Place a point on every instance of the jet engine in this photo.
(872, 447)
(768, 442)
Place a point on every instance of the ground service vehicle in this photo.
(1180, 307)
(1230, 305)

****************

## [TASK TO COMPLETE]
Copy all of the records above, requests included, and scale every coordinate in the answers by 0.45. Round each result to the nearest whole number, with halves rounded up.

## [SOLUTION TO THE EXERCISE]
Place a point on every instance of the jet engine in this photo.
(392, 201)
(346, 199)
Place a point on every instance of the ground service vehicle in this photo.
(531, 138)
(554, 137)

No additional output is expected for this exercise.